- [PROBLEM DETAILS]: Please output every entry below exactly as written, leaving out any pictures.

- [PROVIDED ENTRIES]:
• • • •

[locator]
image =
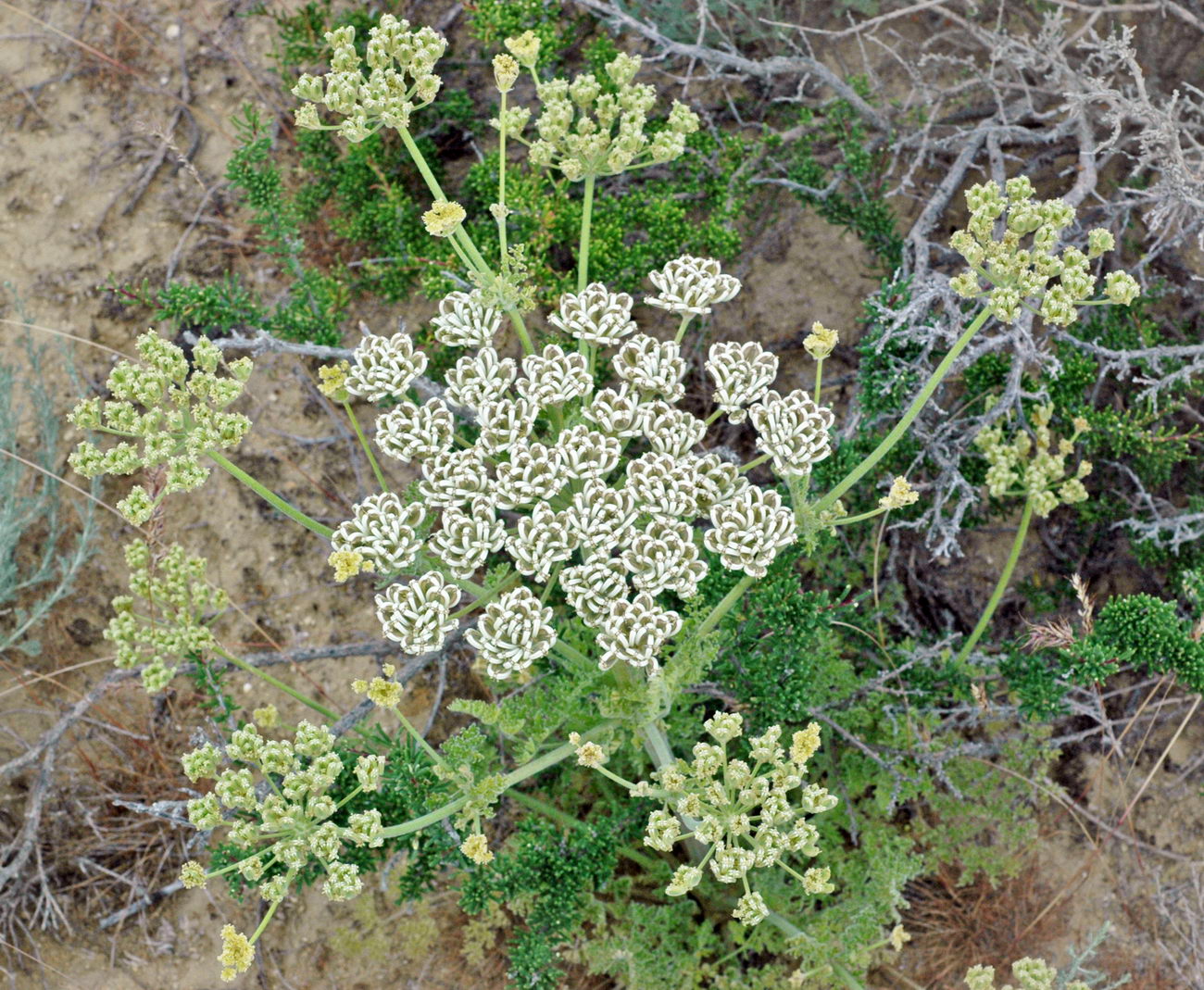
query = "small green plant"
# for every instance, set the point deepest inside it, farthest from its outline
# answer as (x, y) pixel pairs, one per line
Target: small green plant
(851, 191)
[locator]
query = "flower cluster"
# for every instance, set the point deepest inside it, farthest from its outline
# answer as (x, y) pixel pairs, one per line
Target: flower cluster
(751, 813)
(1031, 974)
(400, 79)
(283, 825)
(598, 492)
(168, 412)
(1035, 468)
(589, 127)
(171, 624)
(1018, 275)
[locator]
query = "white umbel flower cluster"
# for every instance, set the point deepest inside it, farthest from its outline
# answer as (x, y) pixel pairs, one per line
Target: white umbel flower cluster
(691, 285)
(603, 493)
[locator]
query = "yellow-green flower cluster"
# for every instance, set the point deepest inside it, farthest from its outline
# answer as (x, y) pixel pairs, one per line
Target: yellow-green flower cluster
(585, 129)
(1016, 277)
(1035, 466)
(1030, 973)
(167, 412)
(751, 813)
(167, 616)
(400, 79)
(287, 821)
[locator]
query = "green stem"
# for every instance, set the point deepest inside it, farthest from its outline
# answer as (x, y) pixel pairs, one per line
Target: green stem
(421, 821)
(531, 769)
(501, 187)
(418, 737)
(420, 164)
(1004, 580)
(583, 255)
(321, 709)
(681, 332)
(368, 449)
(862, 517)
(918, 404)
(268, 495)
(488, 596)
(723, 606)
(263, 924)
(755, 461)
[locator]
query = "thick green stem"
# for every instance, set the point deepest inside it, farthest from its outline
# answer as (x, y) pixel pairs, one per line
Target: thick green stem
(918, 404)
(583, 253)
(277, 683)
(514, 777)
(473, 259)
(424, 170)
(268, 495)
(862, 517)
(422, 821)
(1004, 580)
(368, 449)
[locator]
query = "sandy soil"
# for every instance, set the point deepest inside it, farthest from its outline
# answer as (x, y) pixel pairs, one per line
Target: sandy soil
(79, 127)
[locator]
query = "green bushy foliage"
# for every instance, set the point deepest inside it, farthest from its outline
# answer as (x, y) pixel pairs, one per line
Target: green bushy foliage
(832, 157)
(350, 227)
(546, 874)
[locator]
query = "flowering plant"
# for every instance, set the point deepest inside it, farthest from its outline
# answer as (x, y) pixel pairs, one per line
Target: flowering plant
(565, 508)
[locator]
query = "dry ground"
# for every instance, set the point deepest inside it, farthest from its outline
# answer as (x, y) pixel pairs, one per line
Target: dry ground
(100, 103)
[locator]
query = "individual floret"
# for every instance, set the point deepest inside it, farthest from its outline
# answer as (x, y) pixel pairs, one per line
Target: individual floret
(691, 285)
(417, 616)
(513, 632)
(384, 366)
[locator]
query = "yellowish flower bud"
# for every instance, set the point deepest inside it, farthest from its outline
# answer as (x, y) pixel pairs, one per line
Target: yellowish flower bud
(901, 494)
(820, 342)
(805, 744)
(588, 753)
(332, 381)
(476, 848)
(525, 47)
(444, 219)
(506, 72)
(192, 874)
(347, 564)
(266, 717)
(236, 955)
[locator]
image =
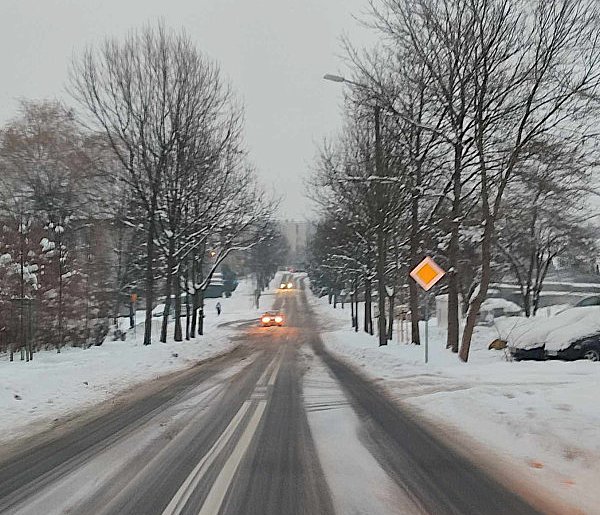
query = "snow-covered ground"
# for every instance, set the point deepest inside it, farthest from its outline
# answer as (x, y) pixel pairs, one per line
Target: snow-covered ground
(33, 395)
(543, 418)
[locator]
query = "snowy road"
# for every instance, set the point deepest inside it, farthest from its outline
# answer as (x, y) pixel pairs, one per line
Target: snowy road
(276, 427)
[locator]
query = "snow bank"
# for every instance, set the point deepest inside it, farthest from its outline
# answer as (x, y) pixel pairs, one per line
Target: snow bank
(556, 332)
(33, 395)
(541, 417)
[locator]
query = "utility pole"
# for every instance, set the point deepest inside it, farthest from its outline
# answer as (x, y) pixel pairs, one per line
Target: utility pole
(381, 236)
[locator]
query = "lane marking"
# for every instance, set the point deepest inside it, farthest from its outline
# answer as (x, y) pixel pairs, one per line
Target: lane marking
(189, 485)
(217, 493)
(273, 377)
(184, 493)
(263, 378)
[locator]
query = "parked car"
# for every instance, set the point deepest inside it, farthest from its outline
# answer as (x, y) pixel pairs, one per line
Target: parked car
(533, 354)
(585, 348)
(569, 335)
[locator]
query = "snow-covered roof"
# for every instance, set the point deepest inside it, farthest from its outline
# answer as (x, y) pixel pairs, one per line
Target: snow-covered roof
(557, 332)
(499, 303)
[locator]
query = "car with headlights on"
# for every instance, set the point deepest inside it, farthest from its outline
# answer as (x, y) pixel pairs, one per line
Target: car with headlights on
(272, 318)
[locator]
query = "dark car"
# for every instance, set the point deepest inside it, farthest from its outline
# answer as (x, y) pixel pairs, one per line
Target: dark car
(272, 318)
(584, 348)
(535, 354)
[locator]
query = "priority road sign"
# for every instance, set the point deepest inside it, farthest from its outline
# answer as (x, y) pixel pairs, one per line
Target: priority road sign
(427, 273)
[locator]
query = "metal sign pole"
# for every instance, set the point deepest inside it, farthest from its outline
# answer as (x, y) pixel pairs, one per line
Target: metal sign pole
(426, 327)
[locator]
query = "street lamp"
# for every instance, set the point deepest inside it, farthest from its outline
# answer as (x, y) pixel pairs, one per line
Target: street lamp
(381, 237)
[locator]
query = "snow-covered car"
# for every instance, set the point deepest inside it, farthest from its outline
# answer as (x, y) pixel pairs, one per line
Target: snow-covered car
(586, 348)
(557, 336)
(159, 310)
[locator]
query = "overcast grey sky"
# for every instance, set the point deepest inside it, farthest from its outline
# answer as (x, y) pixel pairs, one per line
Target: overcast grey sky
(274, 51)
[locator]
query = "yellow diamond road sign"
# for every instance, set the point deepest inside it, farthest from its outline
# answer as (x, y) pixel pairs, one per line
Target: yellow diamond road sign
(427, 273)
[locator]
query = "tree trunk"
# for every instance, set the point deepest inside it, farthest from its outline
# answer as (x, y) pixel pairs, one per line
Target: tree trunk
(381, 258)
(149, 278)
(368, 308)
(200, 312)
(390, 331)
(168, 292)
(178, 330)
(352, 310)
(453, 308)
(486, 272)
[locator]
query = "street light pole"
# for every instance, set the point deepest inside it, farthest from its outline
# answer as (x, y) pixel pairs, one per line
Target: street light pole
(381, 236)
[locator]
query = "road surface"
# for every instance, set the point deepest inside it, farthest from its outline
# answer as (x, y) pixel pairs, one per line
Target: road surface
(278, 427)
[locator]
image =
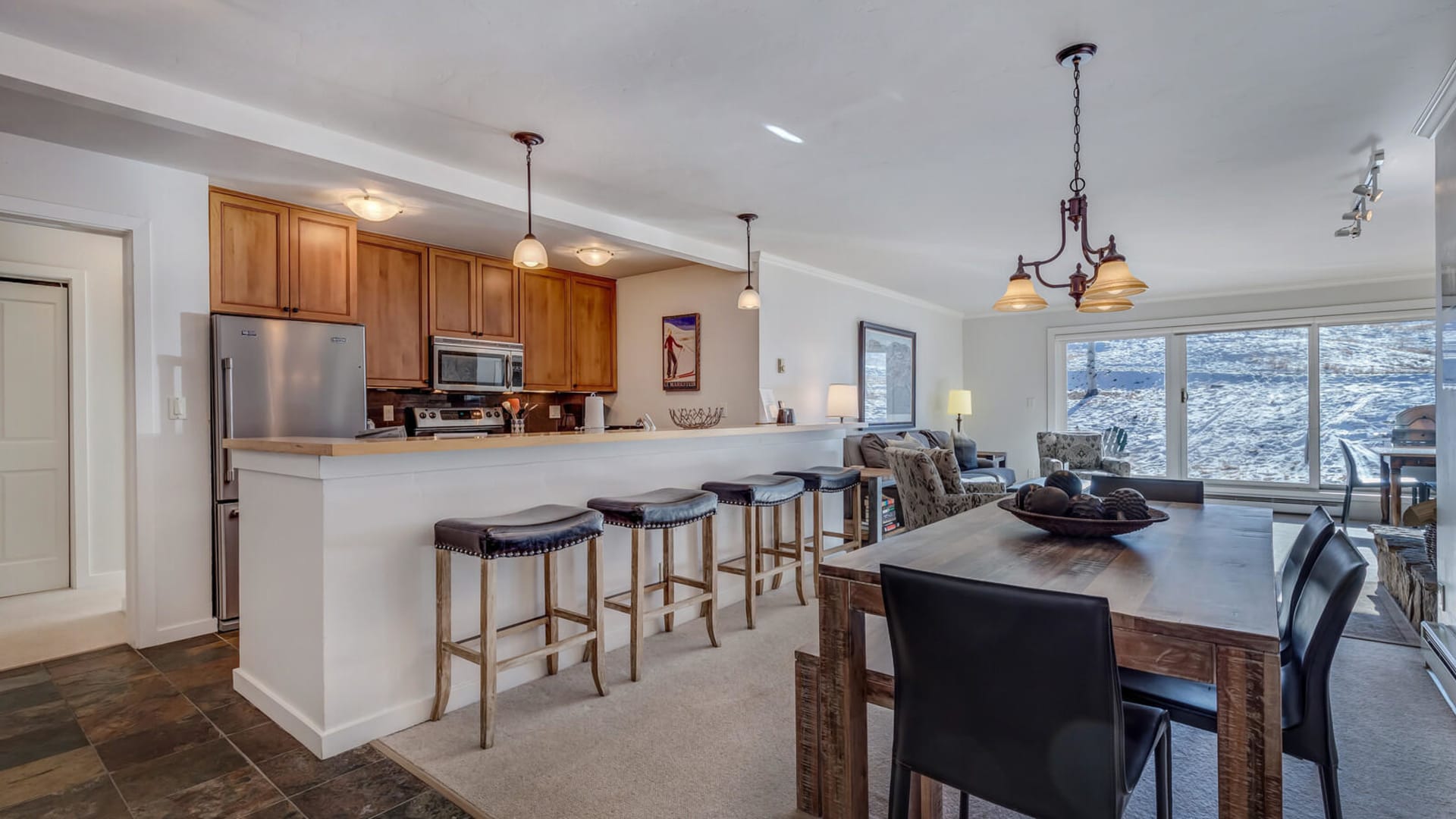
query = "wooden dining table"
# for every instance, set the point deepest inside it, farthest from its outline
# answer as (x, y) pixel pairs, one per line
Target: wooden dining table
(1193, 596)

• • • •

- [EXERCISE SOLUTION]:
[locator]
image =
query = "small green plant"
# for every instance, set the point deepest inside it, farthest from its outline
# answer as (x, y) pixel pairs, one per line
Target: small green plant
(851, 191)
[locator]
query = "flower cluster"
# for every instance, set the point deepest inside it, farthest from its outline
# answer as (x, y) pixel pairs, one per line
Target: flower cluster
(751, 813)
(1031, 974)
(400, 79)
(283, 825)
(598, 492)
(168, 412)
(1035, 468)
(589, 127)
(171, 624)
(1018, 275)
[locator]
query = "white umbel flower cluster"
# for every instance, set the point deepest inside it, farthest from its outline
# answer as (x, y) pixel pairs, one per line
Target: white umbel flower cluster
(691, 285)
(603, 493)
[locator]
query = "yellow-green flower cluster"
# for every instance, set the point deepest inside it, farthest from its outline
# answer as (x, y) pixel pairs, one per line
Target: yellow-green flower cluster
(585, 129)
(1016, 277)
(1035, 466)
(1030, 973)
(167, 412)
(751, 813)
(167, 616)
(400, 79)
(287, 821)
[locator]
query = "green stem"
# for every instance, set the point deepest inside it, farthest from its outline
# answer as (x, y) pixel pairs, one per line
Target: green stem
(421, 821)
(531, 769)
(501, 187)
(418, 737)
(420, 164)
(1004, 580)
(583, 255)
(321, 709)
(681, 332)
(368, 449)
(862, 517)
(918, 404)
(268, 495)
(488, 596)
(723, 606)
(263, 924)
(755, 461)
[locator]
query = "thick green stem"
# for every instance, set the point deepest inside it, farthest from its outline
# answer as (x, y) pixel pairs, one per line
Target: thick green stem
(918, 404)
(583, 253)
(277, 683)
(514, 777)
(473, 259)
(424, 170)
(268, 495)
(862, 517)
(422, 821)
(1004, 580)
(368, 449)
[locator]
query = "sandy soil"
# for every instance, set the point deepest inside it, farthest from its outline
# answer as (x, y) pixel pairs, one per line
Target: sandy soil
(79, 127)
[locator]
query = "green bushy foliage"
# for every instance, set the point deepest inside it, farthest from its outline
# answer as (x, y) pixel pairs, one per line
Target: green bushy foliage
(832, 157)
(350, 227)
(546, 874)
[locator]
query = "flowering plant"
# for every instance, set the point deepest inside it, farthest from its outline
# answer as (x, y) pixel pairs, one per line
Target: flowering plant
(565, 508)
[locator]
query = "dry ground"
# for every instance, set the point deepest inside it, farthest from its outline
# answer as (x, y) pixel pairs, one per line
Target: dry ground
(100, 103)
[locator]
query = "individual floret"
# for every instance, set the point deepest inside it, farthest from its outline
# answer as (x, y) pixel pairs, one per line
Target: individual floret
(691, 285)
(417, 616)
(513, 632)
(384, 366)
[locator]
query = "yellowish flower bud"
# for every instance, set the point deepest inside it, farthest from its outline
# answer as (x, y) pixel pairs, one per line
Target: yellowish flower bud
(901, 494)
(820, 342)
(805, 744)
(588, 753)
(332, 381)
(476, 848)
(525, 47)
(444, 219)
(506, 72)
(192, 874)
(347, 564)
(266, 717)
(236, 955)
[locator]
image =
query = "snow-covered ground"
# for every instance, set the point deepest inside it, farthest from its outline
# answer as (x, y) pixel pairs, one per line
Target: snow-covered ground
(33, 395)
(543, 418)
[locator]
query = "snowy road"
# for every instance, set the point deepest inside it, farthest from its outline
# answer as (x, y) pixel pairs, one per line
Target: snowy road
(276, 427)
[locator]
query = "snow bank"
# for every instance, set the point deepest inside it, farthest from its outline
# answer as (x, y) pixel pairs, one per line
Target: snow bank
(556, 332)
(33, 395)
(541, 417)
[locator]
query = "utility pole"
# for every instance, set the point deepest inside it, farthest from its outline
# answer as (x, y) pixel pairs, one per line
Target: utility pole
(381, 236)
[locator]
query = "lane marking"
# for every instance, set the point deepest inside it, farthest from its outline
# answer as (x, y) pixel pairs, one per line
Target: lane marking
(189, 485)
(217, 493)
(273, 377)
(184, 493)
(263, 378)
[locator]
query = "parked car"
# for every instance, set the point deepest inside it, farthest from its outline
# answer as (x, y) pixel pairs, one per line
Target: parked car
(533, 354)
(585, 348)
(569, 335)
[locator]
query = "snow-covered roof"
# for every instance, set the point deepest inside it, farthest from its outline
# answer as (x, y) pixel pairs, one per line
Target: snow-covered roof
(557, 332)
(499, 303)
[locator]
query = "car with headlights on"
# for every instance, set the point deepest inside it, farthest from its outline
# answer as (x, y) pixel pairs, one per line
Target: car with headlights on
(272, 318)
[locator]
query = "dark car"
# for every instance, set the point deepest inside it, farthest from its outline
# answer as (x, y) pixel pairs, one per line
Target: dark car
(272, 318)
(584, 348)
(535, 354)
[locator]
query = "priority road sign"
# for every instance, set the point deepest inside it, farthest from its outline
# answer as (x, y) pixel pairs, one per line
Target: priority road sign
(427, 273)
[locator]
query = "metal sign pole"
# for every instance, set the point deepest inside it, farthest from its outline
# answer as (x, y) pixel pairs, one per line
Target: metal sign pole
(426, 327)
[locator]
query = "street lamp"
# for every instance, set the point deepest inside it, farthest from its outline
# answer as (x, y) pixel pairs, one per line
Target: street lamp
(381, 237)
[locator]
query = "snow-covered car"
# for every instance, set the point deepest inside it, farthest from its outline
# answer as (x, y) pixel pairs, one per line
Target: snow-covered car
(586, 348)
(557, 336)
(159, 310)
[locator]
query = "overcast grey sky"
# for every instance, set the point deepest inside it, farthest from its outline
# answer as (x, y) pixel pairs, one per line
Target: overcast grey sky
(274, 51)
[locator]
query = "yellow diamond road sign"
# for every instance, set the point deepest inside it, farthest from its outline
# answer as (x, y) pixel pairs, one per line
Target: yellow diamond road sign
(427, 273)
[locator]
query = "tree trunk"
# for every instance, set the point deepest inside it, farthest from its outline
# answer as (x, y) pixel pairs, one per line
Target: tree trunk
(381, 258)
(149, 278)
(368, 308)
(200, 312)
(390, 331)
(168, 292)
(178, 330)
(352, 310)
(453, 308)
(486, 272)
[locator]
query = "street light pole"
# for every instance, set the point deepest inside it, farthest from its outline
# answer as (x, y) pixel pairs, one per line
Target: street light pole
(381, 236)
[locator]
query = "road surface"
# for every instance, set the point deepest inside it, farthest from its outline
# answer as (x, y) pixel pairs, one per line
Target: road surface
(278, 427)
[locator]
image =
query = "wooden dining table"
# for every instance, set the point deepest inside it, farthest from its outline
# answer as (x, y) pixel pairs, one per line
Target: wooden dining table
(1193, 596)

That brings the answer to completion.